_Your goal_
Every line holding the string "cliff" is to be copied from the entries below.

· · · ·

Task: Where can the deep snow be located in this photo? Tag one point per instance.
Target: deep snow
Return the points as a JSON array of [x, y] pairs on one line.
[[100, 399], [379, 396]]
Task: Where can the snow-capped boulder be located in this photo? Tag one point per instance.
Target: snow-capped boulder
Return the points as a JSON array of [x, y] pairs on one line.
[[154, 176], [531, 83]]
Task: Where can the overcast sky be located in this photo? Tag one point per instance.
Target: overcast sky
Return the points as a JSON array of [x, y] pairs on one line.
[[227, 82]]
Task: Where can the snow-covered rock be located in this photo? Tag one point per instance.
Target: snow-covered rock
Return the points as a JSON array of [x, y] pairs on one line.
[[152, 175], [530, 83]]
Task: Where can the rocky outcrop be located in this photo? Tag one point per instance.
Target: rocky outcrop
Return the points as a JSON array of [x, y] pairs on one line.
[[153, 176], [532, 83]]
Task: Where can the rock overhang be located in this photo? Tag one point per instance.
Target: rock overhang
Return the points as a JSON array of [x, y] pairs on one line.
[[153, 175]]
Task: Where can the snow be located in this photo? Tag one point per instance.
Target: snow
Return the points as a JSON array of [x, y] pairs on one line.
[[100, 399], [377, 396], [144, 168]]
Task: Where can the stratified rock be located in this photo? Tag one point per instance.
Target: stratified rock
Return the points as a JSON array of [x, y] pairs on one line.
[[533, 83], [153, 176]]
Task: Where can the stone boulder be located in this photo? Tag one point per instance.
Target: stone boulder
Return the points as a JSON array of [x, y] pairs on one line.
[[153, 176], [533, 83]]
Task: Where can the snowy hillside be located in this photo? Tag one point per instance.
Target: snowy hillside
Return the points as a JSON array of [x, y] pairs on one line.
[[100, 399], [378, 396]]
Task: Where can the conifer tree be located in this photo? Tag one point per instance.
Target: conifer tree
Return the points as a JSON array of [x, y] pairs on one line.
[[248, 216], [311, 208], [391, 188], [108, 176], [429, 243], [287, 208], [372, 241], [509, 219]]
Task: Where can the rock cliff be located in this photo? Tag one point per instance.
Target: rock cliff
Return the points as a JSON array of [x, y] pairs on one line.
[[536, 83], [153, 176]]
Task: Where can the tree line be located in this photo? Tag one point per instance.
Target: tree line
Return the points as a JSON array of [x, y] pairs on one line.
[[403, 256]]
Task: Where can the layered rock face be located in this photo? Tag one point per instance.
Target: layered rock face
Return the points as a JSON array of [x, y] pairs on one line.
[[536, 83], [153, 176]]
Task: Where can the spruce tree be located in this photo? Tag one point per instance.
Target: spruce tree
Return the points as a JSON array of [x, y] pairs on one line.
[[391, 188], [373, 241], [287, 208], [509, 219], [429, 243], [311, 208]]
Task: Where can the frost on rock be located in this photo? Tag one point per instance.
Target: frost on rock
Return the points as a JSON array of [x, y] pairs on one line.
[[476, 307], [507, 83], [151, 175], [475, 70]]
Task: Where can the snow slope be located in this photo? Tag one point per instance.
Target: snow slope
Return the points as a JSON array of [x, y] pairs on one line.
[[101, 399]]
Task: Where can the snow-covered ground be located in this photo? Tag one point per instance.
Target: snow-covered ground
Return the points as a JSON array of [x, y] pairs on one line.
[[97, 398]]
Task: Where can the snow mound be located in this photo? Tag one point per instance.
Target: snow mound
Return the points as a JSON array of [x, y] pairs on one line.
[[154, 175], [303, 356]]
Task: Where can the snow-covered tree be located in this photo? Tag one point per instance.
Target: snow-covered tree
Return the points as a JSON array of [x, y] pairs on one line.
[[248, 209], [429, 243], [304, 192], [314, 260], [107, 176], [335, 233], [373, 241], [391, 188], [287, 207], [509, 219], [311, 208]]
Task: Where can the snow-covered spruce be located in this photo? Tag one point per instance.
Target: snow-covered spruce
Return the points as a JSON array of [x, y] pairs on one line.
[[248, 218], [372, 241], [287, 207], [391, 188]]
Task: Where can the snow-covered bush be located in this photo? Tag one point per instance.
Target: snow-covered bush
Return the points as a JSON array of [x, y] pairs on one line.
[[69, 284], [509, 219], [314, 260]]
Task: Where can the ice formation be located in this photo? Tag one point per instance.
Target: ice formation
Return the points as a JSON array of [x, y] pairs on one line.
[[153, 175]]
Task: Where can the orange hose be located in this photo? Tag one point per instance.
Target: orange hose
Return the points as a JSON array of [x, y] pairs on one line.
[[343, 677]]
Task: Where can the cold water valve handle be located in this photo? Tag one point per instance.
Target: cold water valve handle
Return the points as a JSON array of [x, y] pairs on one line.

· · · ·

_The completed task_
Task: Where can the rock cliff be located in this photo? Tag one point per instance.
Target: rock cliff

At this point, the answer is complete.